Hoofdbanner

Op 25-jarige leeftijd schreef Goethe (1749-1832) in vier weken tijd zijn "Die Leiden des jungen Werther". Het boek handelt over een onmogelijke liefde die uitloopt op zelfmoord van de hoofdpersoon. Het sloeg in als een bom. Talloze romantici herkenden zich in dit gevoel van Himmelhoch jauchzend, zum Tode betrübt en pleegden in navolging van Werther ook zelfmoord. De naam van Goethe was meteen over de hele wereld gevestigd.
Minder bekend is dat Goethe naast zijn schrijverschap allerlei andere functies uitoefende. Hij was onder andere jurist, minister en wetenschapper. Daarnaast kon hij goed tekenen.
Dat Goethe een nogal andere opvatting over wetenschap had dan zijn tijdgenoten, blijkt uit zijn kleurenleer. Toentertijd vond hij geen enkele aansluiting, en tot op de dag van vandaag neemt niemand in de wetenschap zijn bevindingen en zienswijzen serieus. Want ze is esoterisch van aard, en om die reden wetenschappelijk niet te bewijzen.

Goethe onderscheidde een kwalitatieve en een kwantitatieve waarneming van de natuur. Voor hem ging de ene waarneming gelijk op met de andere. Ze waren er tegelijkertijd.
De natuurkundigen, uitgaande van de theorieën van Newton, richtten zich vroeger (en nu nog) alleen op het kwantitatieve. De natuur moet in formules en getallen vervat kunnen worden. Voor hen waren in het witte licht alle kleuren al aanwezig. Die kleuren openbaarden zich onder speciale omstandigheden, zoals wanneer licht bij de overgang naar een ander medium gebroken wordt. Wit splitst zich daar in de kleuren van de regenboog. Wat al in het wit aanwezig is, namelijk alle kleuren, wordt daar zichtbaar, aldus Newton.
Licht is, ontdekte de wetenschap later, een elektromagnetische golf. Dat wil zeggen, er plant zich een elektrische golfbeweging (in de vorm van een sinusoïde) voort, met loodrecht daarop een magnetische golfbeweging. Elke kleur heeft een eigen golflengte, die op zijn beurt correspondeert met een bepaalde trilling. Zo trilt rood licht met een frequentie van 476 THz en geel licht met een frequentie van 526 THz (T = tera = een 1 met 12 nullen). Dat verklaart volgens de wetenschap het verschil in kleur.

Het oog vervolgens neemt golflengte en trilling van het aangeboden licht waar en zendt een signaal naar de hersenen. Deze herkent aan de elektrische puls die wordt doorgegeven de kleur. Er komen stofjes vrij in de hersenen en pas daarna uit dit zich in een gevoel. Want gevoel is niets anders dan de beleving die ontstaat door molecuulprocessen in de hersenen, zegt de neurologische wetenschap.

☆ ☆ ☆ ☆

Onderdelen opdracht:
1. Typ uit de tekst over Goethe letterlijk het deel over dat begint bij de woorden "Minder bekend is" en eindigt met "waren er tegelijkertijd.".
2. Met welke frequentie trilt rood licht volgens de tekst over Goethe?
De records zijn afkomstig uit een andere bron dan de tekst over Goethe.

☆ ☆ ☆ ☆

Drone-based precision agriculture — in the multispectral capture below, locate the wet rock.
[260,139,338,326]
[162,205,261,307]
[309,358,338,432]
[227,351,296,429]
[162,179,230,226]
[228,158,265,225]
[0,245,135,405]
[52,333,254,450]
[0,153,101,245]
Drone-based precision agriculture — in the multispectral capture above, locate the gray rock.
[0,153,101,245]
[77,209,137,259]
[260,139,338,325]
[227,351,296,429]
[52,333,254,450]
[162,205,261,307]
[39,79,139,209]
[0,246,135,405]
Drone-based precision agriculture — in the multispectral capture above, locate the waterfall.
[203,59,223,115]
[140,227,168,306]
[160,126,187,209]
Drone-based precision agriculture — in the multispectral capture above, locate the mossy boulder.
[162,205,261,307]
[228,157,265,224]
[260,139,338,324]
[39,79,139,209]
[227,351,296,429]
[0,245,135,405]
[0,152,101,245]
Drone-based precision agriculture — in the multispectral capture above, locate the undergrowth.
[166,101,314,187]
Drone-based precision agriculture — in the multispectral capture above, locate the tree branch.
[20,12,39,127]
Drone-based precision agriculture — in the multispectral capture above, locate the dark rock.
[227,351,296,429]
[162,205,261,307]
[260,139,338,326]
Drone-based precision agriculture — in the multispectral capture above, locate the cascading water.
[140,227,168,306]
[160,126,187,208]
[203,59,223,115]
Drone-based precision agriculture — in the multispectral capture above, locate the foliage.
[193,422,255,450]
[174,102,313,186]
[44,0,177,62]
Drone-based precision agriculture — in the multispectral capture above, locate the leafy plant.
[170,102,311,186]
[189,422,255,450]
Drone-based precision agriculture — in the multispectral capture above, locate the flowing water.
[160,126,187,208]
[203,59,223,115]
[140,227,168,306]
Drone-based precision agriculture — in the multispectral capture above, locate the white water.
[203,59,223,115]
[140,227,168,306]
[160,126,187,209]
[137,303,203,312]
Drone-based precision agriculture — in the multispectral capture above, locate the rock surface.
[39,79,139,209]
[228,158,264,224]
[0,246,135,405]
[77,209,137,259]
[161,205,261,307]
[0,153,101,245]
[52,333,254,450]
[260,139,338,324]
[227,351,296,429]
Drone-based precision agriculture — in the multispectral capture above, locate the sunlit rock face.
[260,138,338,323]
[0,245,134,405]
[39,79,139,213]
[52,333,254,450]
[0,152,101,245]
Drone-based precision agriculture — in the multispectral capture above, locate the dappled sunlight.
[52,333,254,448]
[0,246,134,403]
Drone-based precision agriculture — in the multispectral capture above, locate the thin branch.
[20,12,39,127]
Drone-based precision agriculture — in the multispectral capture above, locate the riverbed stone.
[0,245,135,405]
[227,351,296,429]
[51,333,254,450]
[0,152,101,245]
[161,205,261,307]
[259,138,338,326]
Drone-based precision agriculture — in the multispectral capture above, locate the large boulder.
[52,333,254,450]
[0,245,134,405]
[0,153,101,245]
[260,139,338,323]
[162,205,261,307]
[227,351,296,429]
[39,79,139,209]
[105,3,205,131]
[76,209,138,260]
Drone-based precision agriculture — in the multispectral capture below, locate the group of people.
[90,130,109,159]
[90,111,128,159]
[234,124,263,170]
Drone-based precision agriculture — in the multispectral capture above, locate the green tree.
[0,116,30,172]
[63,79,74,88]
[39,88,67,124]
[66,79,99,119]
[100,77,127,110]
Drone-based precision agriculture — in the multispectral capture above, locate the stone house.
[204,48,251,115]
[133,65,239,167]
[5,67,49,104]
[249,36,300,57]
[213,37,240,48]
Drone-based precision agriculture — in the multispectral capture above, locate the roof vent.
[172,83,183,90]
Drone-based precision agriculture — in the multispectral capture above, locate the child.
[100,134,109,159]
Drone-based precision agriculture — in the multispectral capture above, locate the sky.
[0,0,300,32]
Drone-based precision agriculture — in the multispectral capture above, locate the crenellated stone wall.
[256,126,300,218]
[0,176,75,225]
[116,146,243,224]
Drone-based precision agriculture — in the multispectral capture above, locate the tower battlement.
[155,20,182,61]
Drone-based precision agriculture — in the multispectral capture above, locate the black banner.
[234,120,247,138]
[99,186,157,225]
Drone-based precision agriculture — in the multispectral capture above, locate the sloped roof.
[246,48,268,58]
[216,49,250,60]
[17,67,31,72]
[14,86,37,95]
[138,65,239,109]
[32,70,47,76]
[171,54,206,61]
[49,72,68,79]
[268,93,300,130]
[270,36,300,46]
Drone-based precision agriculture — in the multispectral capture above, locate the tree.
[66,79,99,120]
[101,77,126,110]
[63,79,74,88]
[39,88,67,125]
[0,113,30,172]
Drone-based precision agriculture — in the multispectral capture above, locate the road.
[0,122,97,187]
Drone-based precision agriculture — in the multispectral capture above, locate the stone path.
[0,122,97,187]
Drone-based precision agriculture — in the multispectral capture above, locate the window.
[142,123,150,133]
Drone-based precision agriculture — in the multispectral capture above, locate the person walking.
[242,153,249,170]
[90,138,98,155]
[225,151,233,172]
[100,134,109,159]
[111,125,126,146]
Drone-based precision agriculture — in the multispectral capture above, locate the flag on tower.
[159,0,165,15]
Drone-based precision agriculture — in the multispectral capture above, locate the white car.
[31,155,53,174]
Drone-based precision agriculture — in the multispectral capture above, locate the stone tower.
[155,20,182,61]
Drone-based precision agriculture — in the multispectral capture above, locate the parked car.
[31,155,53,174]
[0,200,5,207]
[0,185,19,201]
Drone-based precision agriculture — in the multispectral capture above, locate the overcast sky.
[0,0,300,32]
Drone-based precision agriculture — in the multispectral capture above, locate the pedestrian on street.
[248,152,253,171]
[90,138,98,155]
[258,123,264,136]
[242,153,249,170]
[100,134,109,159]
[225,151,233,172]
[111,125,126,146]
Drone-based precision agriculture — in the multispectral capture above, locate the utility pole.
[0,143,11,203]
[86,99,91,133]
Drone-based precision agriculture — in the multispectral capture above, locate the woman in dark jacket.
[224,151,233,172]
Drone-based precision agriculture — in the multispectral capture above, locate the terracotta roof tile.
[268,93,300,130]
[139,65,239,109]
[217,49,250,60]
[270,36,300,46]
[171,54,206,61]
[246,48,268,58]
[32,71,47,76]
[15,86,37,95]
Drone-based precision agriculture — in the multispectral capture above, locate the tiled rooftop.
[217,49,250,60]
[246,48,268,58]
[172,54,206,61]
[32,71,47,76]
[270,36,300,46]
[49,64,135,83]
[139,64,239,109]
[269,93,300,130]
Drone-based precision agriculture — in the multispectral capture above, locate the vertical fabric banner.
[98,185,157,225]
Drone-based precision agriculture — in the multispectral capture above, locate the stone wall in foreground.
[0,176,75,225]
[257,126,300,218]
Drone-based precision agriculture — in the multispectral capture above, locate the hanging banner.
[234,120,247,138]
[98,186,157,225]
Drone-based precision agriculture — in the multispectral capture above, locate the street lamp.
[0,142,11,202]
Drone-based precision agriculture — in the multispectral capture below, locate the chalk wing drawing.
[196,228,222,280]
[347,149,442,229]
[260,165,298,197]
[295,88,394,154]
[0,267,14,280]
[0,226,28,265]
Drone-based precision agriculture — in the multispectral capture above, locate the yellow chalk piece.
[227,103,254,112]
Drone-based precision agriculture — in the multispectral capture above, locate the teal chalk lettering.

☆ ☆ ☆ ☆

Antwoorden per opdracht:
1.
Minder bekend is dat Goethe naast zijn schrijverschap allerlei andere functies uitoefende. Hij was onder andere jurist, minister en wetenschapper. Daarnaast kon hij goed tekenen.
Dat Goethe een nogal andere opvatting over wetenschap had dan zijn tijdgenoten, blijkt uit zijn kleurenleer. Toentertijd vond hij geen enkele aansluiting, en tot op de dag van vandaag neemt niemand in de wetenschap zijn bevindingen en zienswijzen serieus. Want ze is esoterisch van aard, en om die reden wetenschappelijk niet te bewijzen.

Goethe onderscheidde een kwalitatieve en een kwantitatieve waarneming van de natuur. Voor hem ging de ene waarneming gelijk op met de andere. Ze waren er tegelijkertijd.

2. Met een frequentie van 476 THz.